[Stored data entries]

▼

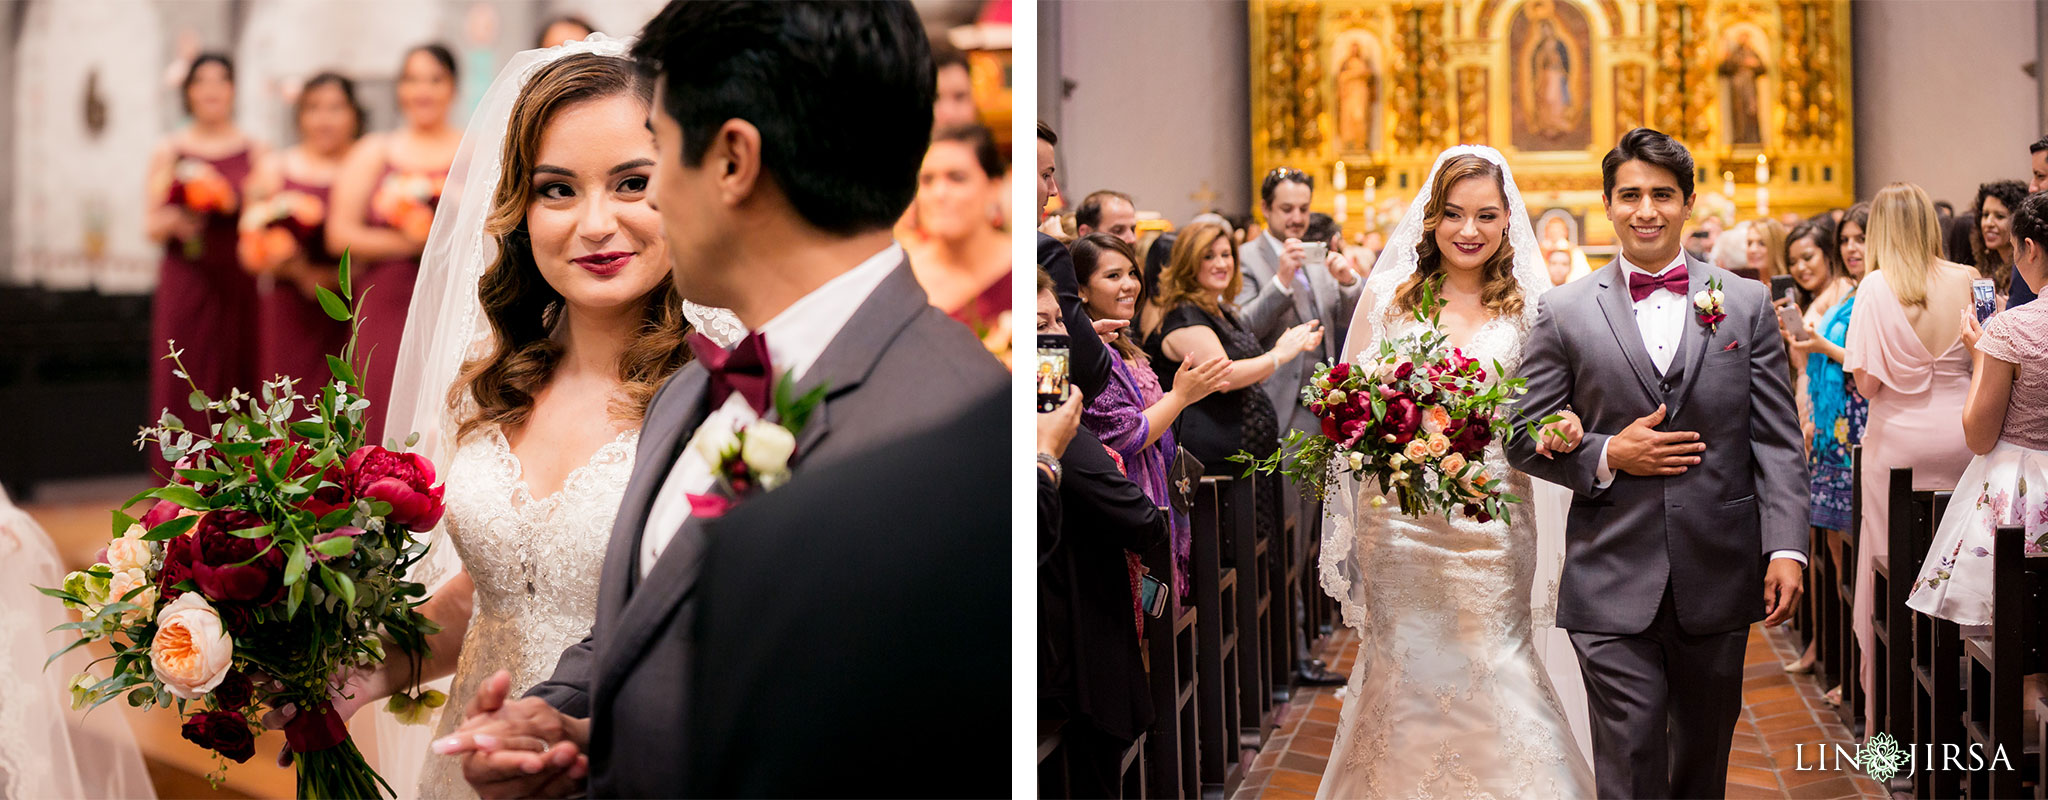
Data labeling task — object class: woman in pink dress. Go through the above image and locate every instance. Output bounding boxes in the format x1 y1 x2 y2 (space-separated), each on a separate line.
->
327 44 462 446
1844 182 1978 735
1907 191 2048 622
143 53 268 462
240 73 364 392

▲
▼

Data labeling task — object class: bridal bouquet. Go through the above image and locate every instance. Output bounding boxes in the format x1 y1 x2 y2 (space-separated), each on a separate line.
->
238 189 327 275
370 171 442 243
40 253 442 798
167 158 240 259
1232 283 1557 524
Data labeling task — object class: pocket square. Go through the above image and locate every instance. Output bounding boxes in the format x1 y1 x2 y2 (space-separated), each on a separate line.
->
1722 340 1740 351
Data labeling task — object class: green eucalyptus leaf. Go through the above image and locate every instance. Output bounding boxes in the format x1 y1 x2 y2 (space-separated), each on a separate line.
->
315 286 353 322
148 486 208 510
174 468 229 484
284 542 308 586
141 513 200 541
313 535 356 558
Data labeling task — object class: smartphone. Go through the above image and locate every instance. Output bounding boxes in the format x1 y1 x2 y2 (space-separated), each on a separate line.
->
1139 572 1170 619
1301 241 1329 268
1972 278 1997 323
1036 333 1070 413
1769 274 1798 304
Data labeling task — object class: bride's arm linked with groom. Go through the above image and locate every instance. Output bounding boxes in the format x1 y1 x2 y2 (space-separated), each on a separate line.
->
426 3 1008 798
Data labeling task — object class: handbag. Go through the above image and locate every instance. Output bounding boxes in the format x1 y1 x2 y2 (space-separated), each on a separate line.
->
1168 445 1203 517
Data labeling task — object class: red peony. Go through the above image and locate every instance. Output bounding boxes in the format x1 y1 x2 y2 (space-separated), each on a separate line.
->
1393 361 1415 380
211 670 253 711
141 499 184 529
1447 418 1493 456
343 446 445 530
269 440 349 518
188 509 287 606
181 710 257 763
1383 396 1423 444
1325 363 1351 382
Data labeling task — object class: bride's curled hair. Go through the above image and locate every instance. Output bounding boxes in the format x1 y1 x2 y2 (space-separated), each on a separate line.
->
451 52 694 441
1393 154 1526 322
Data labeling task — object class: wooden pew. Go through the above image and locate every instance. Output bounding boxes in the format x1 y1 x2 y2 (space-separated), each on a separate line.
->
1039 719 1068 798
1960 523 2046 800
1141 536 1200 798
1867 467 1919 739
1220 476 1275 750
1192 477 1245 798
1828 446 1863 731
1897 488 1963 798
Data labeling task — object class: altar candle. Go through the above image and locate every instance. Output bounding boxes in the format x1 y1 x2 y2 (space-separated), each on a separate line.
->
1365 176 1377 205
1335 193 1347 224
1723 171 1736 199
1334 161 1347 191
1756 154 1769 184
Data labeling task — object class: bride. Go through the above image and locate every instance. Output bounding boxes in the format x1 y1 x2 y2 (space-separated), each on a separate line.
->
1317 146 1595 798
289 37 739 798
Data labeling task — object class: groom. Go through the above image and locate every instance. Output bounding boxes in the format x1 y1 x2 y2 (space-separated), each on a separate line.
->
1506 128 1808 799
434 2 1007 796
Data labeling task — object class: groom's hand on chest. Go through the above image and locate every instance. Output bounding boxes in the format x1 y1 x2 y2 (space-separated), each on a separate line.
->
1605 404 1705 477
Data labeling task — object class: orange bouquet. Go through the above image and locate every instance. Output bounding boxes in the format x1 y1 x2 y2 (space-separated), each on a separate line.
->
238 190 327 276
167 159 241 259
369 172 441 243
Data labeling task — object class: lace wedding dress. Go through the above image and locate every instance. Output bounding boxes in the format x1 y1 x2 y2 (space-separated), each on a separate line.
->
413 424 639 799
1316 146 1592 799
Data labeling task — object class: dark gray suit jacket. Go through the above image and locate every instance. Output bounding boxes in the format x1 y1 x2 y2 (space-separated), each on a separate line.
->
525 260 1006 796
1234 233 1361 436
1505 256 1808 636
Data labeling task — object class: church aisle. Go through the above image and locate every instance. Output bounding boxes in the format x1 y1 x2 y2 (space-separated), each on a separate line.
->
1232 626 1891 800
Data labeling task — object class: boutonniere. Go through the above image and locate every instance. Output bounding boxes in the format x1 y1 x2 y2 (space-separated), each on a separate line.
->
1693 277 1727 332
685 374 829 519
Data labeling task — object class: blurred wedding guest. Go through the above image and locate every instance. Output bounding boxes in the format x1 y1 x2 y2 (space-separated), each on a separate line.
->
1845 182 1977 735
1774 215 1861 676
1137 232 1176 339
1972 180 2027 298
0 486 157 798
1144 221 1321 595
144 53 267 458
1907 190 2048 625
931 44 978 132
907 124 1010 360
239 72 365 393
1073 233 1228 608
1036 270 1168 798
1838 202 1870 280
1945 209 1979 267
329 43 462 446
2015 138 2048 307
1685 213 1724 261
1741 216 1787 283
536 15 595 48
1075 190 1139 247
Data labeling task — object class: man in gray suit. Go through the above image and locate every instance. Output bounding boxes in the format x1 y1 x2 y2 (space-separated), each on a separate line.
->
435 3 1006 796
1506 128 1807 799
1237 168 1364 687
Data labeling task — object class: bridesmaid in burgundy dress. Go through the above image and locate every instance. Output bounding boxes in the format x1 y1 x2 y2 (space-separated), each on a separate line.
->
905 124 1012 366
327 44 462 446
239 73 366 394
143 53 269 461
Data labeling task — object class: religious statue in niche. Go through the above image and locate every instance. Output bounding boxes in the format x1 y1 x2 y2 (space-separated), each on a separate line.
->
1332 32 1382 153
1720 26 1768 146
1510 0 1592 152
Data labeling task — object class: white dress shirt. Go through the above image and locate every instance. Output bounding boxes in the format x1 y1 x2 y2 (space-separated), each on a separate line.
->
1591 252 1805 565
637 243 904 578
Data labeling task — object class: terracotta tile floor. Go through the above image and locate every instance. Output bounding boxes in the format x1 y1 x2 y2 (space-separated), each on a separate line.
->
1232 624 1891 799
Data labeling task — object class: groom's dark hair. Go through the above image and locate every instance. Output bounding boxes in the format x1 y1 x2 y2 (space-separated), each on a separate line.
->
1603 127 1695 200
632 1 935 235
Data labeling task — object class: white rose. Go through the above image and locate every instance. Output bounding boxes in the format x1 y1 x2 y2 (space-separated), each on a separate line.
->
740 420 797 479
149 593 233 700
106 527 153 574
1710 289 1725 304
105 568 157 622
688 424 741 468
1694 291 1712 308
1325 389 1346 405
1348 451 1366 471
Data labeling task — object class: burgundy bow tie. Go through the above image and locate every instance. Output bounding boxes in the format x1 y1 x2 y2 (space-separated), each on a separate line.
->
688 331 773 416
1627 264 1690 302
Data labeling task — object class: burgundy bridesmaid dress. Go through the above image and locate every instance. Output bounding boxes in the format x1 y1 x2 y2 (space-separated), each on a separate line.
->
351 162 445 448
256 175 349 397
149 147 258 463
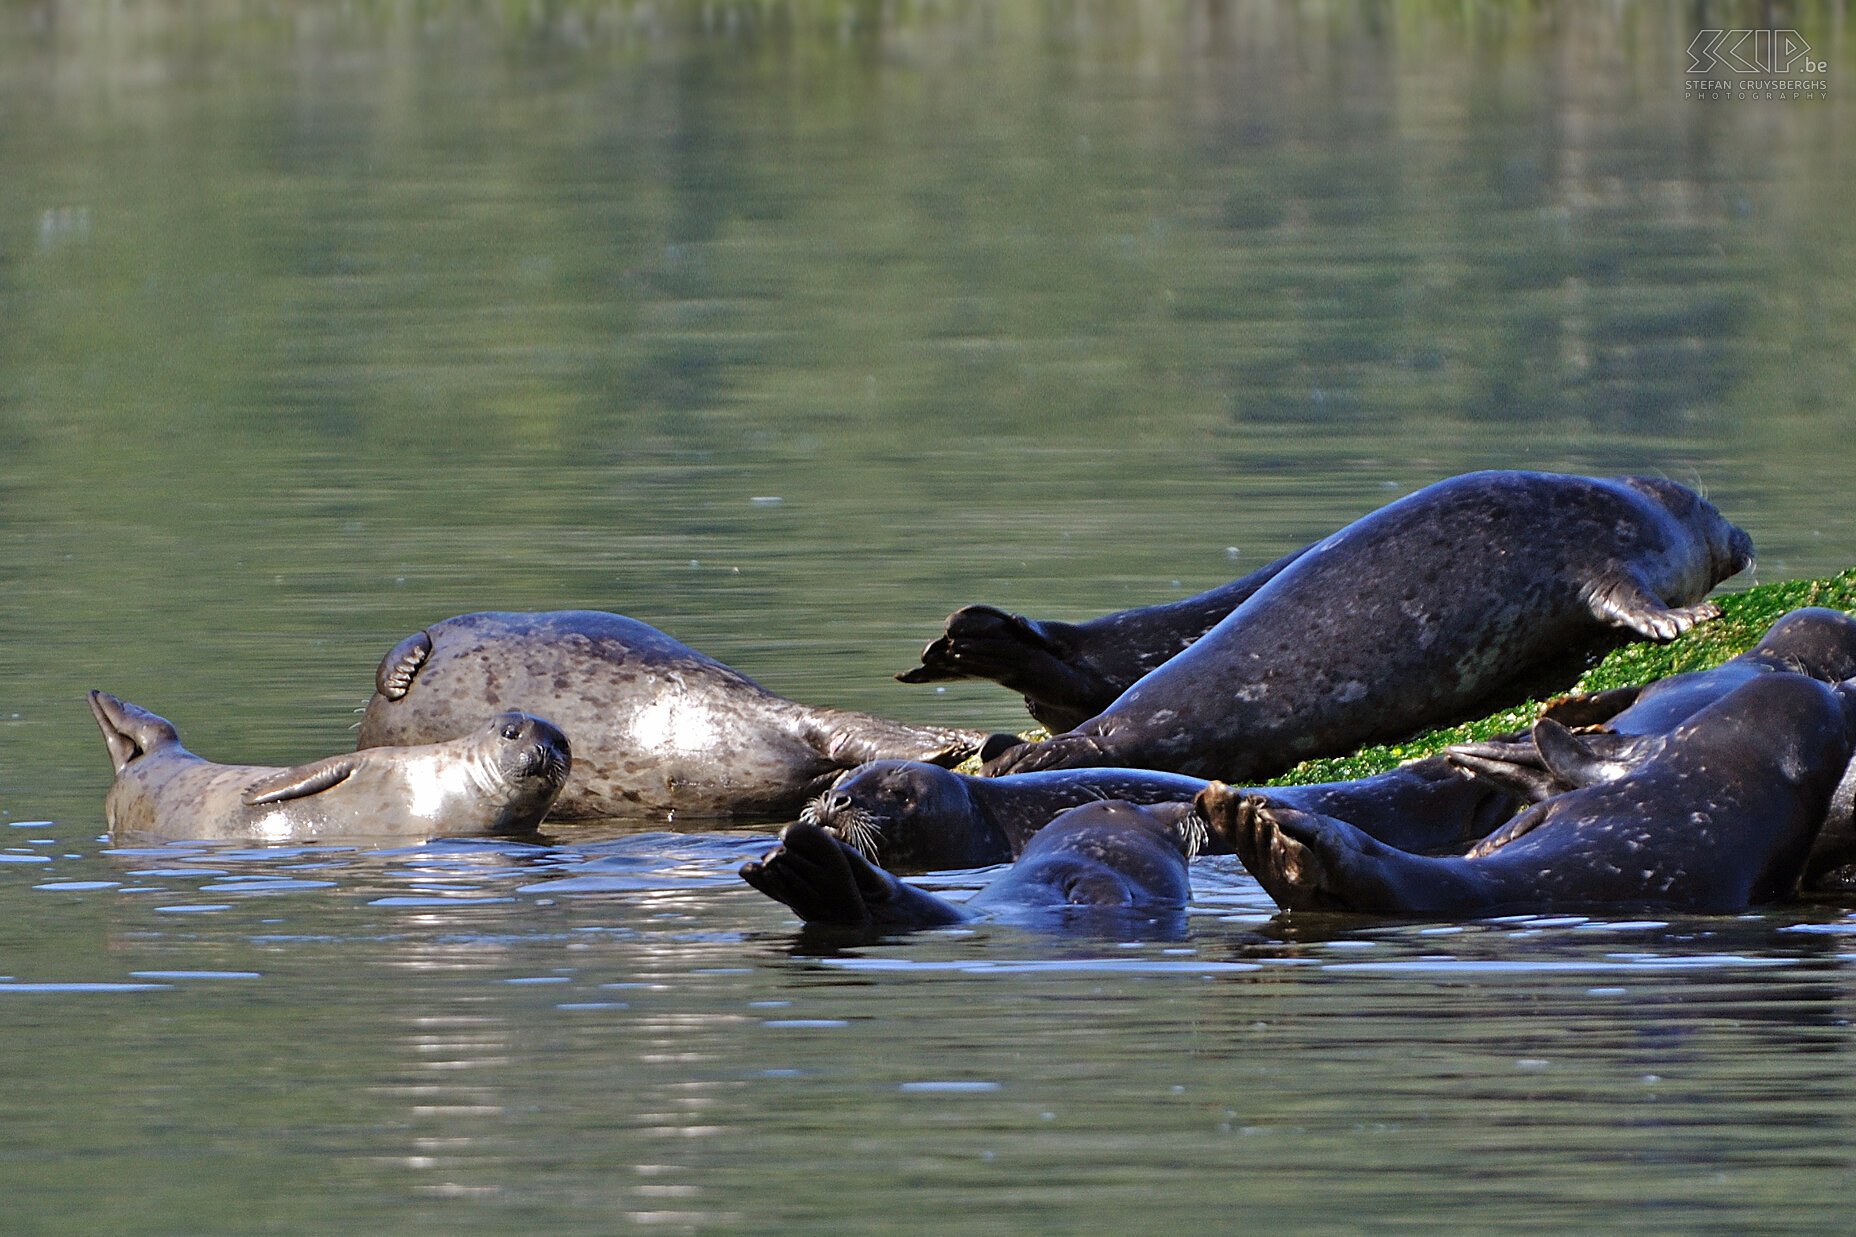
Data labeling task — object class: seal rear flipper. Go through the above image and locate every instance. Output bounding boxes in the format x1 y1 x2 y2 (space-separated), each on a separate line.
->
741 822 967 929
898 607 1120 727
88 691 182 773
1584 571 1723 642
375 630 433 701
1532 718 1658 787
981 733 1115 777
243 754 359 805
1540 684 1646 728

▲

→ **DIRECTIONS**:
Each line of the data that holds "white" should be copied.

→ **SOLUTION**:
Data labeling task — object class: white dress shirt. Go through the above image and locate every instance. Output bounding boxes in the format x1 y1 x2 y2 (space-separated), each on a separate line.
Data labeling task — object class: white rose. Go through the above image and locate every instance. Output bounding boxes in the format x1 y1 x2 y2 (space-separated), each on a separate line.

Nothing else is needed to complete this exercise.